→ EXERCISE REQUIREMENTS
In every item below, replace "basil" with "mint" and reproduce the lines with nothing else altered.

┄┄┄┄┄┄┄┄┄┄

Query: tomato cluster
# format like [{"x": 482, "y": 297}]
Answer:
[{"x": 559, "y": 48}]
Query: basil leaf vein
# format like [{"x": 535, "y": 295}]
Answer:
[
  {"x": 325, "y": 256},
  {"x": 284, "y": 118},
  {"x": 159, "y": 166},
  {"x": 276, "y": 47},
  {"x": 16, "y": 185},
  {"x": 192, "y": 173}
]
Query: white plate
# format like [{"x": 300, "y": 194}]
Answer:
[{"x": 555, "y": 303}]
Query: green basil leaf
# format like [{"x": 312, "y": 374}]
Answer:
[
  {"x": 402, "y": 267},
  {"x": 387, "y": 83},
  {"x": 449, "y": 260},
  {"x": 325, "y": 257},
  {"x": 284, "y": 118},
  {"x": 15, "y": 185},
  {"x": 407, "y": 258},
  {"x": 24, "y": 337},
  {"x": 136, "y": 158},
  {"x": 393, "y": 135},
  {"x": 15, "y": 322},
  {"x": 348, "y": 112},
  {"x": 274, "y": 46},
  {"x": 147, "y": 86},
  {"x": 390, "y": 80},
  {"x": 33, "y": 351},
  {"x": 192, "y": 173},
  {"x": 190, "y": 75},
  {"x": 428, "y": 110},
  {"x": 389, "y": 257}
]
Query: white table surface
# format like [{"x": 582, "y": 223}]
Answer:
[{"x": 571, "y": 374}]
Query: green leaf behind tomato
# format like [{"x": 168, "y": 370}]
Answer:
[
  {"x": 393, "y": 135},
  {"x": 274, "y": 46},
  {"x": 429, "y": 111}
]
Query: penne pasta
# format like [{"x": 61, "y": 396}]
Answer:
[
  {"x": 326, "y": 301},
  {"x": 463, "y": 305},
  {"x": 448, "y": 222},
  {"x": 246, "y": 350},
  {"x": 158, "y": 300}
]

┄┄┄┄┄┄┄┄┄┄

→ EXPECTED OUTPUT
Query: tomato cluster
# format like [{"x": 482, "y": 297}]
Answer:
[{"x": 559, "y": 48}]
Query: mint leaf vein
# format like [{"x": 535, "y": 295}]
Answer:
[
  {"x": 325, "y": 256},
  {"x": 284, "y": 118},
  {"x": 159, "y": 166},
  {"x": 276, "y": 47},
  {"x": 16, "y": 185},
  {"x": 192, "y": 173}
]
Query: white plate
# format like [{"x": 300, "y": 194}]
Answer:
[{"x": 555, "y": 303}]
Query: green mint leaf
# format like [{"x": 312, "y": 374}]
Answer:
[
  {"x": 402, "y": 267},
  {"x": 387, "y": 83},
  {"x": 449, "y": 260},
  {"x": 325, "y": 257},
  {"x": 284, "y": 118},
  {"x": 15, "y": 185},
  {"x": 407, "y": 258},
  {"x": 24, "y": 337},
  {"x": 136, "y": 158},
  {"x": 393, "y": 135},
  {"x": 15, "y": 322},
  {"x": 348, "y": 112},
  {"x": 274, "y": 46},
  {"x": 147, "y": 86},
  {"x": 390, "y": 80},
  {"x": 33, "y": 351},
  {"x": 192, "y": 173},
  {"x": 190, "y": 75},
  {"x": 428, "y": 110},
  {"x": 389, "y": 257}
]
Query: white table surface
# format like [{"x": 582, "y": 223}]
Answer:
[{"x": 571, "y": 374}]
Query: green leaf behind tomato
# format like [{"x": 168, "y": 370}]
Answer:
[
  {"x": 393, "y": 135},
  {"x": 274, "y": 46},
  {"x": 429, "y": 111}
]
Query: penne pasta
# format like [{"x": 61, "y": 396}]
Answer:
[
  {"x": 326, "y": 301},
  {"x": 463, "y": 305},
  {"x": 448, "y": 222},
  {"x": 246, "y": 350},
  {"x": 158, "y": 300}
]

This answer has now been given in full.